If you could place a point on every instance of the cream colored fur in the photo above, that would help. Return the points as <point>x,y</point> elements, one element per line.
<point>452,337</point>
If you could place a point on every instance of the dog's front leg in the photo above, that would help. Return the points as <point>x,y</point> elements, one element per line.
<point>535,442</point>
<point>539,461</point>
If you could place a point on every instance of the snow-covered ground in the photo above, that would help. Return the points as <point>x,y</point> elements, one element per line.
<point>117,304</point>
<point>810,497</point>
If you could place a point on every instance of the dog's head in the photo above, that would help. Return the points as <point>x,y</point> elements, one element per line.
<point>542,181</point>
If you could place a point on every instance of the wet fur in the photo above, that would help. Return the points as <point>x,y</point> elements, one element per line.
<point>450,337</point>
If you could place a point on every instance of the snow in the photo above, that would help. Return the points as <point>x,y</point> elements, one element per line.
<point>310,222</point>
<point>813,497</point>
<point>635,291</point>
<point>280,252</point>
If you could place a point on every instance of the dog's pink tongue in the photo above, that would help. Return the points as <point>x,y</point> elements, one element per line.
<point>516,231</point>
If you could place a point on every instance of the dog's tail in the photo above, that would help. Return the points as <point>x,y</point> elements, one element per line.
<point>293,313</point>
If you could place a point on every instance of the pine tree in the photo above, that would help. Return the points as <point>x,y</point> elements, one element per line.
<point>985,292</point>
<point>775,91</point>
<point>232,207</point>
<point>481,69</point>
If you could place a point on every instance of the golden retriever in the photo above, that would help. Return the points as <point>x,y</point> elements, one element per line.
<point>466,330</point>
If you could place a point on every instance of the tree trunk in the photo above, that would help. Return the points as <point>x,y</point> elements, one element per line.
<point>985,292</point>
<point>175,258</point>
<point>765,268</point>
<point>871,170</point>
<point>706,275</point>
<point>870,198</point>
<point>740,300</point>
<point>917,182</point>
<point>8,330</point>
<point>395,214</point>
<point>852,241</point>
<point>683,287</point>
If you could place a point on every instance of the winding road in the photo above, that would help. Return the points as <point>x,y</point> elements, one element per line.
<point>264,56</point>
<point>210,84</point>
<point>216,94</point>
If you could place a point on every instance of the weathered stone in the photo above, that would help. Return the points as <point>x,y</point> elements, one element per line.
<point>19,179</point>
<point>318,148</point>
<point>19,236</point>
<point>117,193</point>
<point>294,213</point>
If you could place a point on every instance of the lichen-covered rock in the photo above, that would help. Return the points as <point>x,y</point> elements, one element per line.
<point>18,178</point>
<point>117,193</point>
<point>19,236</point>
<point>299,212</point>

▬▬▬▬▬▬▬▬▬▬

* _Problem statement_
Write out the data above once more, exactly as it stands.

* _Completed exercise_
If you could place a point on every instance of the cream colored fur in the photo above, that would help. Return the points as <point>x,y</point> elements, one element per line.
<point>452,337</point>
If you could place a point on every instance of the dog's front leg in the photo above, that would help. Return the points as <point>x,y</point> elements, one element per line.
<point>535,442</point>
<point>539,461</point>
If you could place a point on every instance of the snow-covered ground in the photo above, that would help. Return the points as <point>x,y</point> elements, one element per line.
<point>117,304</point>
<point>810,497</point>
If you could place a point on every instance of the dog's head in the photo above, that would help. Return the points as <point>x,y</point> elements, one element per line.
<point>542,181</point>
If you could place a point on every instance of the wet fur in the photo above, that would help. Return the points as <point>x,y</point> elements, one element per line.
<point>450,337</point>
If you could place a point on every instance of the snow in the photo above, that would help. Return the points as <point>x,y</point> elements, one element per line.
<point>310,222</point>
<point>813,497</point>
<point>635,291</point>
<point>280,252</point>
If you could place a point on every instance of the dog's pink tongue in the photo above, that would help. Return the points as <point>x,y</point> elements, one element per line.
<point>516,231</point>
If you could place a point on every instance of the dog's tail in the photo above, that would help. Return the points as <point>x,y</point> elements, one element per line.
<point>293,313</point>
If you could place a point on every instance of the pine tree in the photo above, that would help. Return the points as <point>x,y</point> elements, one element per line.
<point>985,292</point>
<point>775,91</point>
<point>232,207</point>
<point>481,69</point>
If you could place a point on every instance of the golden retriever in the photo above, that would help. Return the points as <point>x,y</point> elements, one element per line.
<point>466,330</point>
If you could place a point on every instance of the tree trunk in the photo above, that would help. Return the points as <point>x,y</point> elements, one element per line.
<point>985,292</point>
<point>175,258</point>
<point>765,268</point>
<point>871,170</point>
<point>706,275</point>
<point>870,198</point>
<point>740,300</point>
<point>917,182</point>
<point>8,330</point>
<point>395,214</point>
<point>852,241</point>
<point>683,287</point>
If you could place a point on every instance of the winding road in the photo above, that would help. Return the points as <point>x,y</point> elements, one element per line.
<point>264,56</point>
<point>210,84</point>
<point>216,94</point>
If you could place a point on every instance of the weathered stone in the photo above, that would help. Return the points as <point>x,y</point> elements, one element per line.
<point>19,179</point>
<point>318,148</point>
<point>19,236</point>
<point>117,193</point>
<point>294,213</point>
If you could place a point on every instance of the lichen-covered rock in the photo above, that would help. Return the points as <point>x,y</point> elements, one element per line.
<point>18,178</point>
<point>117,193</point>
<point>19,236</point>
<point>299,212</point>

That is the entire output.